DIRECTION |
How many lines in the records below contain the string "aircraft", with case counting? Reply with the number only.

━━━━━━━━━━━━━━━━━━━━

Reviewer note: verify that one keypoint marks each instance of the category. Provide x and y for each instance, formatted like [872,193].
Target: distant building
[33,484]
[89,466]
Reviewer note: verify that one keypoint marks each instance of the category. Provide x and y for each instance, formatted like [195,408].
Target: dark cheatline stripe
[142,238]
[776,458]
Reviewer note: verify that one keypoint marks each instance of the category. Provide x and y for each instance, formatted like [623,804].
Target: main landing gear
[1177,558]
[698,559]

━━━━━━━━━━━━━━━━━━━━

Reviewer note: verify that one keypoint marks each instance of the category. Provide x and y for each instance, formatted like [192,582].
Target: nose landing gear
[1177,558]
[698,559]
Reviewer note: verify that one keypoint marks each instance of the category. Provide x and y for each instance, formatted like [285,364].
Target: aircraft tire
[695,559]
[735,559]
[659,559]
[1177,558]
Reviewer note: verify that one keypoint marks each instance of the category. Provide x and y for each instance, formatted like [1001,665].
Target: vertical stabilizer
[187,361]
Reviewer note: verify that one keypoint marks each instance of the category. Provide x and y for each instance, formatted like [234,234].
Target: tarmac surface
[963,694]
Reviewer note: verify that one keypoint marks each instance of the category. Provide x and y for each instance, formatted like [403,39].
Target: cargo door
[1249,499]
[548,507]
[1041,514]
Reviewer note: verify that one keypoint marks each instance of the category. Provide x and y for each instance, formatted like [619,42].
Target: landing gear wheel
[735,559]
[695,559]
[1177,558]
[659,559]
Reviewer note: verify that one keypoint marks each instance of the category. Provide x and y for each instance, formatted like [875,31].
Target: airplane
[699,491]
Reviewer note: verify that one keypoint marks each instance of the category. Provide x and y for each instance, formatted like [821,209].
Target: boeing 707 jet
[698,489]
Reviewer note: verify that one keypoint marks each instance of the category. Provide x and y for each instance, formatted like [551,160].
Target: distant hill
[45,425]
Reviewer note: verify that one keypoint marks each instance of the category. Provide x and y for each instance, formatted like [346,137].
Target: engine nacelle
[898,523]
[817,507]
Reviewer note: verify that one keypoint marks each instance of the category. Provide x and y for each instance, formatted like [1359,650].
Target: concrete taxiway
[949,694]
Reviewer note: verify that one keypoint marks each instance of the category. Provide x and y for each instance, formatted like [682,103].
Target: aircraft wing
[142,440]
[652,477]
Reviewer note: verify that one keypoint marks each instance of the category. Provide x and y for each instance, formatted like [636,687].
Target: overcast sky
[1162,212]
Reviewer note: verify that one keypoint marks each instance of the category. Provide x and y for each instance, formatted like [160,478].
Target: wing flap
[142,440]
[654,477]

━━━━━━━━━━━━━━━━━━━━

SOLUTION |
2